GIVEN REQUEST » Pull out each line in the records below that contains the word "reflection". Copy every such line in full.

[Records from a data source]
___
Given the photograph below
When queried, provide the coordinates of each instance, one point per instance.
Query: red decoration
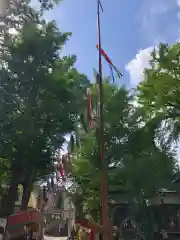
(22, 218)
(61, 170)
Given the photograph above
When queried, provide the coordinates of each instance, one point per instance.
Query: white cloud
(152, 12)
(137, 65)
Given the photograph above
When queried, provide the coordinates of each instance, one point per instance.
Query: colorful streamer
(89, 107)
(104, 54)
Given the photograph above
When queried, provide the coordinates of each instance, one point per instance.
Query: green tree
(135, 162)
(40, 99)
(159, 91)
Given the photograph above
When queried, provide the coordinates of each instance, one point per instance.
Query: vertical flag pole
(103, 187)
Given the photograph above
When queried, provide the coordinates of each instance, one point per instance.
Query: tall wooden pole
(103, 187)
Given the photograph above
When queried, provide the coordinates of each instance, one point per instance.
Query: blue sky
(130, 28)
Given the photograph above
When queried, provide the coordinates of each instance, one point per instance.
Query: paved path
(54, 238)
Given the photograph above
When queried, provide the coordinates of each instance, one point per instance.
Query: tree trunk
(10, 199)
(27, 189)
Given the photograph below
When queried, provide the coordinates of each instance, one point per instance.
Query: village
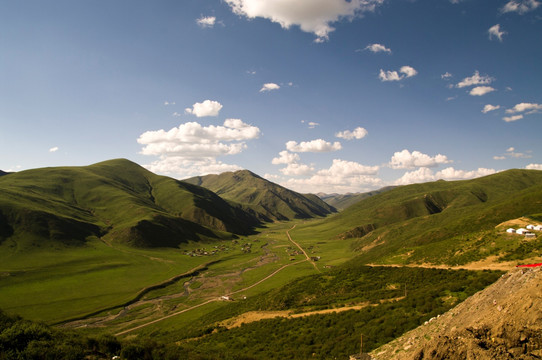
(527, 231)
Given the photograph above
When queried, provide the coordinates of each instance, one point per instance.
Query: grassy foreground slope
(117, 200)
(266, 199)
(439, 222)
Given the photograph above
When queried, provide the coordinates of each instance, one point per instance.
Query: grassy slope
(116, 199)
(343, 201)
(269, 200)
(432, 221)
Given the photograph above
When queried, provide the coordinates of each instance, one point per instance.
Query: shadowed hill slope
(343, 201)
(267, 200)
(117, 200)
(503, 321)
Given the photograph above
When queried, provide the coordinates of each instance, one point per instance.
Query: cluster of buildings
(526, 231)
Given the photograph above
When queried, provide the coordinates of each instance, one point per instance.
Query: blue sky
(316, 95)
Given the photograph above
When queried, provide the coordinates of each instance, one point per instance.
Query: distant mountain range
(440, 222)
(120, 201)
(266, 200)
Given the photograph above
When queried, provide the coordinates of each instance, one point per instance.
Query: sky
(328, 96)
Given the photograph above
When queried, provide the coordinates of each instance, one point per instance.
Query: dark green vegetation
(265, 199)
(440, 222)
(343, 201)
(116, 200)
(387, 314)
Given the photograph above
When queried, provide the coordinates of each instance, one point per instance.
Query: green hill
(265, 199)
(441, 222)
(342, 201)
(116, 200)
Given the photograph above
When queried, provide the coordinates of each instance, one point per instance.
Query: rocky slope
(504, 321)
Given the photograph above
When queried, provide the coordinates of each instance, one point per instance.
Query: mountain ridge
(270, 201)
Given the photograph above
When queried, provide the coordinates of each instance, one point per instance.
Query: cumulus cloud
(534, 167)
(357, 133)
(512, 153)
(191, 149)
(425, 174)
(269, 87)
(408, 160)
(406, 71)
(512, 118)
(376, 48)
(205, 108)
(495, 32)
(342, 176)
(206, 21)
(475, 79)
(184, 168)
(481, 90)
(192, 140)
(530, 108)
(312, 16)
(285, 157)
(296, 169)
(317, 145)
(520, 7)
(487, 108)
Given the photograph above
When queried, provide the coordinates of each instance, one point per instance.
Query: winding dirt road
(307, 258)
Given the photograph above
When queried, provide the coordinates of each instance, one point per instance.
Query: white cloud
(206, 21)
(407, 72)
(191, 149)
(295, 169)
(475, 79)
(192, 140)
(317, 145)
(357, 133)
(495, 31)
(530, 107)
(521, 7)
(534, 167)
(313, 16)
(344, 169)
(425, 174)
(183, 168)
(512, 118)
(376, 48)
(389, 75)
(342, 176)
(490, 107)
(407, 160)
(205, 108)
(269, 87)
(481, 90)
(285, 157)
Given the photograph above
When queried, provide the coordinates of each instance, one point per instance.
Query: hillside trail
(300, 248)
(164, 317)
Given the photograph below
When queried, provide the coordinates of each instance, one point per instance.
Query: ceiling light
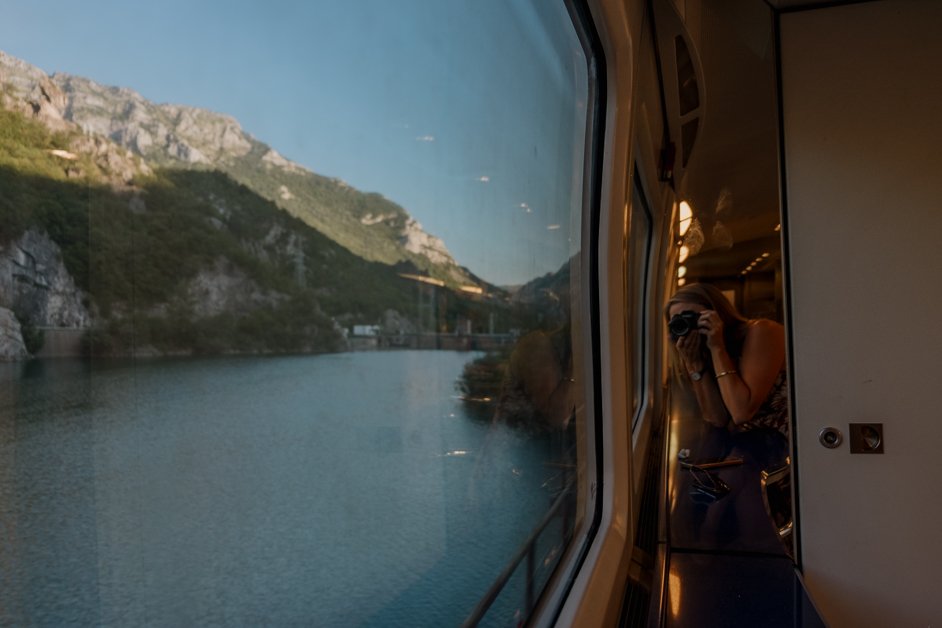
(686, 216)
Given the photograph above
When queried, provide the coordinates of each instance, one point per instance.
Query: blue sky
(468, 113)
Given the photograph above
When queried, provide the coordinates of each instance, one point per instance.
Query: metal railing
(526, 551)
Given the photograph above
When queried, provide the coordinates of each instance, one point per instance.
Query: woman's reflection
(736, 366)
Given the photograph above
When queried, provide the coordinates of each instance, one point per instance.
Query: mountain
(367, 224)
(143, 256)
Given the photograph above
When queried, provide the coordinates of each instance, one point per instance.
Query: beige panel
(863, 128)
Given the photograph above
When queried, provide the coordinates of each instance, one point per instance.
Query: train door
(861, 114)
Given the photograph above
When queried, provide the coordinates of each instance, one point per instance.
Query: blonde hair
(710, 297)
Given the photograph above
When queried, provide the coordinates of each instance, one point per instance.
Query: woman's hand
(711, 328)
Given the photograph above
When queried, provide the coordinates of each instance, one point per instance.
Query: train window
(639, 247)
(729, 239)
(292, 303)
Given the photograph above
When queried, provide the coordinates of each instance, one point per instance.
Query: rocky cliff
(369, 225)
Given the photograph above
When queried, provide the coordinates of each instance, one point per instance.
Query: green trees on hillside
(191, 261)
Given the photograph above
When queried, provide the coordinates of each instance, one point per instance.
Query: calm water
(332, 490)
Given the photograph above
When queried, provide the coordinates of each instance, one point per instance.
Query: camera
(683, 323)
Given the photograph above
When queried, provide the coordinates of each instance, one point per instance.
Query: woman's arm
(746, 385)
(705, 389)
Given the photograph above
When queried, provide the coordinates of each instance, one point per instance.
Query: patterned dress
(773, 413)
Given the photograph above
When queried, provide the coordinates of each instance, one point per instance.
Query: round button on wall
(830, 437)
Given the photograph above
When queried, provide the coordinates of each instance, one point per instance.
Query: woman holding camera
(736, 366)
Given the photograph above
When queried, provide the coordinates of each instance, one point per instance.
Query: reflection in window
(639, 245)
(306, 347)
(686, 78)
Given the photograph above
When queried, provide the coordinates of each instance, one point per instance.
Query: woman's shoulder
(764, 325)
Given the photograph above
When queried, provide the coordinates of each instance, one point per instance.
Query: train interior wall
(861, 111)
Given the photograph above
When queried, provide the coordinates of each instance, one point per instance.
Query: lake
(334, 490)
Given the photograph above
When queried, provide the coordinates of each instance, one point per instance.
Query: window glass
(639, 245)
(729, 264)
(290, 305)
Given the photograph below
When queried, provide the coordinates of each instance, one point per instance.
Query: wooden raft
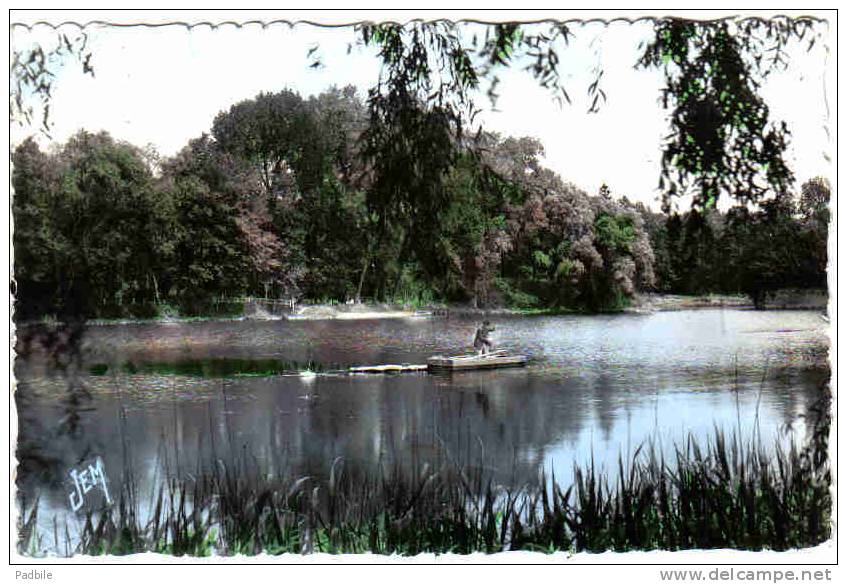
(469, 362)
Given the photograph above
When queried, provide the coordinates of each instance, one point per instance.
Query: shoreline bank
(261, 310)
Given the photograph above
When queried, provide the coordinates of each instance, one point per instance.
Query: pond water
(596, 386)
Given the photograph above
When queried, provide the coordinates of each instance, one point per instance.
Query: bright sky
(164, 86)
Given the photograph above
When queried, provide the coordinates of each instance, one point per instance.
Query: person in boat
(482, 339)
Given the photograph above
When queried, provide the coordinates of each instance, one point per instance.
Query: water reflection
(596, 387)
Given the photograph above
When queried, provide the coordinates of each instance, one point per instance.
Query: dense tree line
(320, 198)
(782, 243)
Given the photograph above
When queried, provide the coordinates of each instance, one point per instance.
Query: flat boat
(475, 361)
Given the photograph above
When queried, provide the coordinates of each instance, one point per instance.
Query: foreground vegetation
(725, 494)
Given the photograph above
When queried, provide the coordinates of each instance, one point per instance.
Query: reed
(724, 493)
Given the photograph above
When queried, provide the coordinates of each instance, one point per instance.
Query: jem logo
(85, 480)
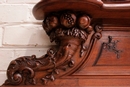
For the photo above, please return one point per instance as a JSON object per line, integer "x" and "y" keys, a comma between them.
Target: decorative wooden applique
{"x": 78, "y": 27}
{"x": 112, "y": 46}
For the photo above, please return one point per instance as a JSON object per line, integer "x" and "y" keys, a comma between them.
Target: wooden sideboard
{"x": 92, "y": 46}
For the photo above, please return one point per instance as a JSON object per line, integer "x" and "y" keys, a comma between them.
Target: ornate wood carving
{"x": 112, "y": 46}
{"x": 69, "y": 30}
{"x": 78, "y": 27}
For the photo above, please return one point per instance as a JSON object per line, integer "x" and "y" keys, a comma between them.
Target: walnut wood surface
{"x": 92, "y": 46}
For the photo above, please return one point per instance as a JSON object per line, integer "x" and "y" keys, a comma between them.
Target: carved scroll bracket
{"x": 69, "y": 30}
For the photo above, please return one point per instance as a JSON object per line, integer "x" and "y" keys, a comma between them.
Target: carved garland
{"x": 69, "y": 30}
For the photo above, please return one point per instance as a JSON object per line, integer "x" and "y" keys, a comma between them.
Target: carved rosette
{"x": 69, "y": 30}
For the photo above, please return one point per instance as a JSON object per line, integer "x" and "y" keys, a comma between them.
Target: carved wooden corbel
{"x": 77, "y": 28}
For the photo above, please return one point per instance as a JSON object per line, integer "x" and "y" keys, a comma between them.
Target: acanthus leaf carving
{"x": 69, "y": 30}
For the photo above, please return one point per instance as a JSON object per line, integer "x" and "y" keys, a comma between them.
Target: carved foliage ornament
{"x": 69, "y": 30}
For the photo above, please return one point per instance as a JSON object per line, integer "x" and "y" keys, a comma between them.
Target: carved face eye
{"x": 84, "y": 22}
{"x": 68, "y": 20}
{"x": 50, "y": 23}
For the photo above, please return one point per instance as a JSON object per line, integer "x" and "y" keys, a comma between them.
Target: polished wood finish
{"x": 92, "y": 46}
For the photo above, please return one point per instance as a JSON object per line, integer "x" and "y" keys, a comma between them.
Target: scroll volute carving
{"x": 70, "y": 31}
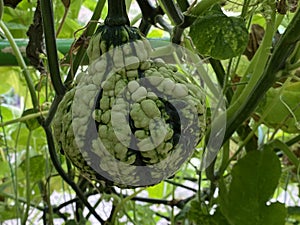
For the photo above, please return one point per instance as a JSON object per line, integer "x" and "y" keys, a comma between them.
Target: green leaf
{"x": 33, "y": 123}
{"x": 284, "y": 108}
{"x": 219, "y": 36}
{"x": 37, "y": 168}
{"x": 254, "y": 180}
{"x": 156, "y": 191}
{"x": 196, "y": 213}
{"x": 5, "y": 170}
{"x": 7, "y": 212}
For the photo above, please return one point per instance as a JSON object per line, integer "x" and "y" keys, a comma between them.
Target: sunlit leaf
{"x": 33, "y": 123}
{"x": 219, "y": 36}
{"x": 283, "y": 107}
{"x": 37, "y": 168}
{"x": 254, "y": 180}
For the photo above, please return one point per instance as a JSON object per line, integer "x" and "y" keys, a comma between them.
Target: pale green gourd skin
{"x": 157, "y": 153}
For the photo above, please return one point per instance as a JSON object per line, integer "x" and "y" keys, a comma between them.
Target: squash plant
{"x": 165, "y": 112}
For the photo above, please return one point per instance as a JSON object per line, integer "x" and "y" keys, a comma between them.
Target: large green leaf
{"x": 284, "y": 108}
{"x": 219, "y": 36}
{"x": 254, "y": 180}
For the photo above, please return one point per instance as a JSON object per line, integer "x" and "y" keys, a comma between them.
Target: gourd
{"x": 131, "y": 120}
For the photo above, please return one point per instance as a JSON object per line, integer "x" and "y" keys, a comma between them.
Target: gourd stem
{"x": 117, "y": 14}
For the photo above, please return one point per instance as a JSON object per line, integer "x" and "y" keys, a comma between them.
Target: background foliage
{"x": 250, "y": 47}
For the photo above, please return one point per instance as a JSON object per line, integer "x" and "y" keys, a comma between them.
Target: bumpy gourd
___
SOLUTION TO THIS PROBLEM »
Query: woman's reflection
Query: reflection in window
Query: water reflection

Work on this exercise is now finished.